*TEXT FOR ANALYSIS:*
We came across this charming animated film created by Italian motion designer Emanuele Colombo a few months ago, and approached him for an interview about it. A family emergency has prevented it taking place until now. The Proof That We Are Soulmates is a film based on an infographic (see the bottom of this interview) created by journalist Drake Martinet to propose to his girlfriend – successfully it seem as he has just married her.
DA: What's your background?
EC: "I completed my degree in audiovisual communication at the University of Milan in 2008, then I started working as intern in a communication agency. [While there] I had the opportunity to deepen my skills in video editing and to work for prestigious clients such as Coca Cola, Allianz Bank, Juventus and Samsung.
"After two years I decided to work as freelancer. Motion design is the biggest part of my work [currently]."
DA: How did you discover Drake Martinet's proposal? What was it about the piece that made you want to animate it?
EC: "I was just browsing some infographics on Visual.ly in search of inspiration to realize a personal project to learn something new and possibly to have a bit of visibility.
I immediately realized that an animated version of that proposal would have easily become a viral video, the idea is just great and it is extremely romantic, so I thought that people would have shared it with their soulmates on facebook and twitter, that was exactly what I was looking for.
DA: How did you develop the visual style used in Drake's piece into your animated piece?
EC: "The first thing I did was to search for some inspiration on the Internet to design the characters. Once I focused on what kind of style I wanted to create, I first drew ten different characters: five women and five men. [In the end] I decided just to use two of them.
"All the other elements of the video were designed while I was already working on the animation, while trying to mantain the style of the characters."
DA: Tell us a bit about creating the storyboard or other preliminary materials for the piece? How did you decide on what visual techniques to use in the piece?

*RECORDS:*
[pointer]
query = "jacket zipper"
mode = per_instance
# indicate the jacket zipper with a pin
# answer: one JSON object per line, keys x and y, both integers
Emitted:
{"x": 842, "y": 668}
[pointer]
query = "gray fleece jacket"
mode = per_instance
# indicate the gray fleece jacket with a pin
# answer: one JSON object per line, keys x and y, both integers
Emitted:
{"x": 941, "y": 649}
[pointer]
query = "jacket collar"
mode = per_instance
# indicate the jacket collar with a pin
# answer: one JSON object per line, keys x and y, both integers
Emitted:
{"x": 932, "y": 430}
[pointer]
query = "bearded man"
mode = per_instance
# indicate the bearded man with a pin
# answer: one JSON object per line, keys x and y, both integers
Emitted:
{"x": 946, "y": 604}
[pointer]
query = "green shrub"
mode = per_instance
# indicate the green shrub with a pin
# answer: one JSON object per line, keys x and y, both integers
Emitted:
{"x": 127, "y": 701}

*QUESTIONS ON THE MATERIAL:*
#1 According to the interview with Emanuele Colombo, how many characters did he first draw, and how many did he end up using?
#2 Reproduce the part of the interview with Emanuele Colombo starting at "DA: What's your" and ending at "to animate it?".
#3 Carry on the interview with Emanuele Colombo from the point where it stops.

*RESPONSES FOR EACH TASK:*
#1 He first drew ten characters, five women and five men, and ended up using two of them.

#2
DA: What's your background?
EC: "I completed my degree in audiovisual communication at the University of Milan in 2008, then I started working as intern in a communication agency. [While there] I had the opportunity to deepen my skills in video editing and to work for prestigious clients such as Coca Cola, Allianz Bank, Juventus and Samsung.
"After two years I decided to work as freelancer. Motion design is the biggest part of my work [currently]."
DA: How did you discover Drake Martinet's proposal? What was it about the piece that made you want to animate it?

#3
"To create this animation, I followed a quite unusual workflow, I didn’t use any kind of storyboard, and the only preliminary materials I created were the 10 characters I just talked about.
"The greatest thing about personal projects is that you are completely free to go through new techniques – it is one of the few occasions in which you can express your creativity without any restriction and learn something new. So I just started experimenting with the few elements I had drawn – and designing new elements when needed, waiting for something cool to come out. Everytime I was working on a scene, I had no idea of how the next scene would look.
"My goal was to create something that was cool to watch for people who don't work with motion design, but I also wanted the people who work with motion design to ask themselves 'how did he create these effects'. This is why I spent so much time to do something innovative in each scene."
DA: How did you ensure the end result had the charm of the original proposal?
EC: "I just tried to develop a style that strenghtened the message of the original proposal. Once the video was finished, I thought it was a good work but I wasn’t really sure about the appeal it would have. Fortunately, as soon as I put it online, I noticed that a friend shared it with enthusiatic comments. Other friends did the same, and so on.
"In the first few days the video views have grown exponentially. It has become a sort of little viral, and I am really proud of it."